__Short exercise__. How many lines of the material below contain the string "masks"? Reply with the number alone.

═══ Provided data

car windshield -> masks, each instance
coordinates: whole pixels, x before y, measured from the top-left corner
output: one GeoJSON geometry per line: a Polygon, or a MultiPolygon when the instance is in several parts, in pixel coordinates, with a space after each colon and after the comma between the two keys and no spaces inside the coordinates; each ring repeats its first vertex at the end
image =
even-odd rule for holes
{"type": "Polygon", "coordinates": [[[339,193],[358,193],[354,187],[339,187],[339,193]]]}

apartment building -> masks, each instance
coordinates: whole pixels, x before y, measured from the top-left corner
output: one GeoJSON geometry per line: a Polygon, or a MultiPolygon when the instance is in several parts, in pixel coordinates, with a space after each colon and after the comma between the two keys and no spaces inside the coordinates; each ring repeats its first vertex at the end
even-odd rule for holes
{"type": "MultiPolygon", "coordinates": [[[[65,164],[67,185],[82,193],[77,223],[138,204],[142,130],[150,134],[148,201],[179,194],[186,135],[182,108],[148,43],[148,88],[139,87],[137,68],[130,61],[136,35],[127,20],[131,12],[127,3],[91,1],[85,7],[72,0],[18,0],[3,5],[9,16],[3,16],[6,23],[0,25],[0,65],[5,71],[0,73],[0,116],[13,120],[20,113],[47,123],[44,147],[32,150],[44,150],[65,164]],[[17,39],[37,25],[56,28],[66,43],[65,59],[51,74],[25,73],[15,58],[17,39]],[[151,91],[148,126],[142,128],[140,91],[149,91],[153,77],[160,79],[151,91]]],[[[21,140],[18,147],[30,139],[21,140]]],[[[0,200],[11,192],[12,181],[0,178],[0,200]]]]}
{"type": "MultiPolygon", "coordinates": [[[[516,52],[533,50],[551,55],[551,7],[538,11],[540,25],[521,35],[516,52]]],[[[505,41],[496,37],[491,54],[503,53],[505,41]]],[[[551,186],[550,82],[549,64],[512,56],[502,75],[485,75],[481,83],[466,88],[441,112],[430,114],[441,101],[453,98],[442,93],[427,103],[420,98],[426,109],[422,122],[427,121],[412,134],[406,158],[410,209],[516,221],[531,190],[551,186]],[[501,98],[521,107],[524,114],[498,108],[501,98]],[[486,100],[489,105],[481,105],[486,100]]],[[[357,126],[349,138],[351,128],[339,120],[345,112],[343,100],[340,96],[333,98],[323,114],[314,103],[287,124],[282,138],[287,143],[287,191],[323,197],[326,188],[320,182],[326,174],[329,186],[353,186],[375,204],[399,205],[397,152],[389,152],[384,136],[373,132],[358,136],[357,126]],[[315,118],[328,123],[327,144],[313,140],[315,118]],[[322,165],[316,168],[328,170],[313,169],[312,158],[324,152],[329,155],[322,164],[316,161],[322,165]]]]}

══════

__The response__. 2